#### [The input]
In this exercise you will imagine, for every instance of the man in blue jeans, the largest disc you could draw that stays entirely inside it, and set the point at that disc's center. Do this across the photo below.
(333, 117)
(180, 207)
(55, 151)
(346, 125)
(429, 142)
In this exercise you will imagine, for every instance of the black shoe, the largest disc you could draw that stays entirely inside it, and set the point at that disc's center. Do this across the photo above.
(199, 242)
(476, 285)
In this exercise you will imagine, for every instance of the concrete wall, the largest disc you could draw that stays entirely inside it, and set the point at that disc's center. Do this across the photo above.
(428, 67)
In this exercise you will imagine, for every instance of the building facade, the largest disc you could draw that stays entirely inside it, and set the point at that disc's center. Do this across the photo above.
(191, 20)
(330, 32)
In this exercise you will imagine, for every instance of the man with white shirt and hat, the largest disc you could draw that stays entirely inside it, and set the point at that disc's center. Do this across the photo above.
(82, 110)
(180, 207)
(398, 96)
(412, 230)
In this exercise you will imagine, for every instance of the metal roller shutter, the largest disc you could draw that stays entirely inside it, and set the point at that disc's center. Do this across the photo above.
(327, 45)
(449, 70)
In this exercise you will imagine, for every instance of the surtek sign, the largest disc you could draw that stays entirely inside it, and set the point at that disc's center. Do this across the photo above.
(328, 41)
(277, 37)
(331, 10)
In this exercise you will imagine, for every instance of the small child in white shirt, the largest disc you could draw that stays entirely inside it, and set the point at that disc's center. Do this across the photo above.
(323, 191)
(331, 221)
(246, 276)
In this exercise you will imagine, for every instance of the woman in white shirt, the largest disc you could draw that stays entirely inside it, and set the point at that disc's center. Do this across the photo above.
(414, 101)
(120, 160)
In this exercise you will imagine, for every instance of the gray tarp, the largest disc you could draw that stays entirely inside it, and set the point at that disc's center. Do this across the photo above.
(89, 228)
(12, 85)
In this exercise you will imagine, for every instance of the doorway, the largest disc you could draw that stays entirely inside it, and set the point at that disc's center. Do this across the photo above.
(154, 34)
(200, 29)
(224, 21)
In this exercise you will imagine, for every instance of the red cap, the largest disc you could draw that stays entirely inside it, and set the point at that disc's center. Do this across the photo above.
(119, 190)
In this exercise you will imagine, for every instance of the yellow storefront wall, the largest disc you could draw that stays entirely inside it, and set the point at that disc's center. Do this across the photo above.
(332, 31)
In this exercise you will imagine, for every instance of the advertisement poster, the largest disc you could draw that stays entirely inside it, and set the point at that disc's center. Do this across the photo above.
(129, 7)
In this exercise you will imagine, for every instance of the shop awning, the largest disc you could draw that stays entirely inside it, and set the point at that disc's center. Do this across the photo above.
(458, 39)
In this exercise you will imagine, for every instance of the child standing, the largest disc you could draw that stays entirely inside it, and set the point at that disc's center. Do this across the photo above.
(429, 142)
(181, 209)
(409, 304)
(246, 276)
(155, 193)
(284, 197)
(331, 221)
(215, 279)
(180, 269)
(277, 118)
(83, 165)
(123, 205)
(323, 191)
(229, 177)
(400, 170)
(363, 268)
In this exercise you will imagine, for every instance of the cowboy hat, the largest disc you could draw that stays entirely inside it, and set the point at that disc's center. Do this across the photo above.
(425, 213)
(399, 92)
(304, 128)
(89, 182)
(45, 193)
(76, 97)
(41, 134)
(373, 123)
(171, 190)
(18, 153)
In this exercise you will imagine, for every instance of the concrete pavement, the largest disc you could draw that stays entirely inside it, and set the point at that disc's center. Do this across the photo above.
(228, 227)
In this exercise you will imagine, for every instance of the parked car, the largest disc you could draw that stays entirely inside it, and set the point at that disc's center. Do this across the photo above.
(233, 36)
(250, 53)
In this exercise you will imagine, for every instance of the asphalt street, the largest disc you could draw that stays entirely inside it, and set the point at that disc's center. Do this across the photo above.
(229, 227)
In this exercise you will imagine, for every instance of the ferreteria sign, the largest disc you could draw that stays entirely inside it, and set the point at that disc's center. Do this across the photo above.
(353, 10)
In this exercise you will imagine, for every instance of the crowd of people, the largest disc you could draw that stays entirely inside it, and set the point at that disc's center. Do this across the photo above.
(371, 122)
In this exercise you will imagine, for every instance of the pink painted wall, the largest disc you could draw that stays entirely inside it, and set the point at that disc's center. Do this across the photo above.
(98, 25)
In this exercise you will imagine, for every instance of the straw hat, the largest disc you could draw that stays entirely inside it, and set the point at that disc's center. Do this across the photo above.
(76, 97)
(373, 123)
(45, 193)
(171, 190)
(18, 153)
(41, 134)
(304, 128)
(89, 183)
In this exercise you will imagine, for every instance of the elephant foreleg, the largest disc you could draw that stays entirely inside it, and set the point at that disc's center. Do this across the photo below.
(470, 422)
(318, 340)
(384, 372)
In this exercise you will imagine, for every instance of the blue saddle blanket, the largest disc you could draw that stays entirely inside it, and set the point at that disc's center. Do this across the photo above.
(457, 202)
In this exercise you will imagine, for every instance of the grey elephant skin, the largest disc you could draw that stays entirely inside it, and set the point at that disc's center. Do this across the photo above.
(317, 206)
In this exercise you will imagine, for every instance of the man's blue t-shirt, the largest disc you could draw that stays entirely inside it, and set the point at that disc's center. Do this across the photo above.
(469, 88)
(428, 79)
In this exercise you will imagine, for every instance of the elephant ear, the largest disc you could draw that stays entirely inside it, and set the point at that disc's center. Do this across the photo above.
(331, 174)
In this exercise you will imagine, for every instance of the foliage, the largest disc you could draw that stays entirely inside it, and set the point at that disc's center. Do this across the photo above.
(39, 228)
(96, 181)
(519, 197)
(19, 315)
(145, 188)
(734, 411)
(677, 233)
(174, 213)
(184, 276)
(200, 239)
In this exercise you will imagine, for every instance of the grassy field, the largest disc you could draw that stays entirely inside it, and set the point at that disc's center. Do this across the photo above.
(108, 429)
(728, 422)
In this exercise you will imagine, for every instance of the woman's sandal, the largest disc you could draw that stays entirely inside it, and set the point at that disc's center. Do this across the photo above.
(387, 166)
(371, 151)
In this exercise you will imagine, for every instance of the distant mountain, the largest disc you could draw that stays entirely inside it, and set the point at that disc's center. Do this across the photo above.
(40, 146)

#### [What the exercise asks]
Write out all of the records once more, exactly.

#### [Output for this task]
In this exercise you will imagine, for every instance of the man in blue jeans, the largest disc you could draw that stays entirely inside it, and set the point at that disc's center. Do this across the photo below.
(333, 117)
(180, 207)
(55, 151)
(346, 125)
(429, 142)
In this exercise you will imagine, for every instance of the black shoe, the largest disc you could draw that stays entirely inside it, and set the point at that disc's center. Do this across the photo above.
(199, 242)
(476, 285)
In this exercise you will imagine, for every instance of the concrete wall, the largest disc you could draw that stays entirely inside it, and set the point at that disc's center. Do this across the photo above.
(428, 67)
In this exercise you will imagine, for every instance of the building facade, the largest disc you could draw that stays entirely inside it, and set the point at that disc's center. Do this across the photo above.
(191, 20)
(330, 32)
In this exercise you will imagine, for every instance of the man with white shirt and hat, the largest disc you could draw that stays entirely inside it, and set the point at that disc's center. Do this across the photo above.
(82, 110)
(180, 207)
(398, 96)
(412, 230)
In this exercise you will imagine, for every instance of the metal roller shutter, the largest disc you could draw that stays entirely inside it, and set the point at that disc's center. Do this across the photo above.
(327, 45)
(449, 70)
In this exercise you will imagine, for every instance of the surtek sign, the largest disc you could draw that stays entirely inside it, and set the point at that disc's center. Do this across the photo above.
(328, 41)
(277, 37)
(331, 10)
In this exercise you will imagine, for every instance of the small child in white shirt, the largest disc you could draw that stays entirely inside it, and set the point at that disc's center. Do this across the photo above.
(323, 191)
(331, 221)
(246, 276)
In this exercise you will imagine, for every instance of the woman in white shirt, the largest disc you could draw that stays entirely inside it, and set the point at that disc's center. Do this across the photo above.
(414, 101)
(120, 160)
In this exercise you will imagine, for every instance of the gray tarp, the largest disc you could draw that stays entirely inside it, and set the point at that disc's center. Do this across the photo above.
(89, 228)
(12, 85)
In this exercise you will imagine, for every instance of the doorway, the largest disc you could draw that stays entirely inside it, and set the point at that disc's center. Do this across the photo above.
(154, 34)
(200, 29)
(224, 21)
In this exercise you will imagine, for every instance of the red cap, the largest disc you could draw that stays entirely inside it, and set the point at that disc's center. Do this across the photo above.
(119, 190)
In this exercise you will imagine, for every instance of the yellow storefront wall, the largest disc you could draw that stays entirely inside it, and set the point at that disc's center. Do this across the photo above.
(332, 31)
In this exercise you will imagine, for every instance of the advertisement poster, the largest disc you could draw that stays entirely inside it, and set the point at that disc's center. Do this across the photo above.
(129, 7)
In this exercise you will imagine, for every instance of the shop awning, the largest disc you could draw that stays entirely inside it, and set the point at that disc's center. Do this across the photo above.
(458, 39)
In this exercise you will imagine, for every instance of the child standing, the largest disc you could draw that stays entirely inside it, and set the point at that disc's center. Do this across the photo above.
(429, 142)
(181, 209)
(409, 304)
(246, 276)
(155, 193)
(284, 197)
(331, 221)
(215, 279)
(180, 269)
(277, 118)
(83, 165)
(123, 205)
(323, 191)
(229, 177)
(400, 170)
(363, 268)
In this exercise you will imagine, for every instance of the cowboy hat, the largest disc you could draw that stays entirely inside it, and set the point at that disc's center. Do this across the photo above.
(425, 213)
(399, 92)
(304, 128)
(89, 182)
(45, 193)
(76, 97)
(41, 134)
(373, 123)
(171, 190)
(18, 153)
In this exercise you will imagine, for every instance of the concrete pavement, the largest disc you could draw that stays entirely inside it, and set the point at that disc's center. Do this across the photo above.
(228, 227)
In this exercise you will imagine, for every instance of the parked car, the largest disc you could draw that stays entirely inside it, and set the point at that disc's center. Do this across the photo above.
(233, 36)
(250, 53)
In this exercise you will imagine, for every instance of the asphalt street, the largest disc you could draw that stays entirely inside it, and set the point at that disc's center. Do this across the photo above.
(229, 227)
In this exercise you will imagine, for every instance of the ferreteria sign, the largest disc you could draw that stays entirely inside it, and set the point at that disc's center. Do this across the photo above.
(353, 10)
In this exercise you will imagine, for every instance of the crowd of people, the largest disc you could draw that stays entirely inside it, and set the point at that disc's center. Do this across the photo above.
(371, 122)
In this exercise you will imagine, for every instance of the pink painted wall, the largest disc you could draw that stays entirely inside it, and set the point at that disc's center. Do this across the photo above.
(98, 25)
In this exercise you will imagine, for every instance of the straw hat, the largest disc you could draw that stays entirely inside it, and set the point at that disc's center. Do this across the photo above.
(76, 97)
(373, 123)
(45, 193)
(171, 190)
(18, 153)
(41, 134)
(304, 128)
(89, 183)
In this exercise you will imagine, for every instance of the elephant foreleg, the largest disc you could draw that stays entirely inside it, and set the point at that disc's center. Do this across the photo below.
(470, 422)
(318, 340)
(384, 372)
In this exercise you will imagine, for every instance of the blue saddle blanket, the largest disc you could draw that stays entirely inside it, and set the point at that disc's center. Do this across the photo above.
(457, 202)
In this exercise you will imagine, for every instance of the grey elephant skin, the largest disc you could draw that stays entirely inside it, and set the point at that disc's center. Do this across the photo above.
(317, 206)
In this exercise you will imagine, for every instance of the man's blue t-shirt, the largest disc you could draw that stays entirely inside it, and set the point at that disc's center. Do this across the photo above.
(469, 88)
(428, 79)
In this exercise you will imagine, for every instance of the elephant ear, the largest disc you could draw that stays entirely inside it, and set the point at that disc's center. Do this across the photo above.
(331, 174)
In this exercise you will imagine, for every instance of the foliage, the largest disc you could draw that stays entirely inside it, and set the point at that disc's center. Do this across the photo above.
(39, 228)
(96, 181)
(519, 197)
(19, 315)
(145, 188)
(734, 411)
(677, 233)
(174, 213)
(184, 276)
(200, 239)
In this exercise you will imagine, for every instance of the grassy field, the largest disc you could draw that stays entirely inside it, and set the point at that disc's center. Do this across the photo above.
(108, 429)
(728, 422)
In this exercise you will imagine, for every instance of the woman's sandal, the largest disc you could draw that stays entirely inside it, and set the point at that disc's center. Do this across the photo above.
(387, 166)
(371, 151)
In this exercise you will imagine, for every instance of the distant mountain, the largest disc you could draw that stays entirely inside it, and set the point at that disc's center. Do this across the photo above.
(40, 146)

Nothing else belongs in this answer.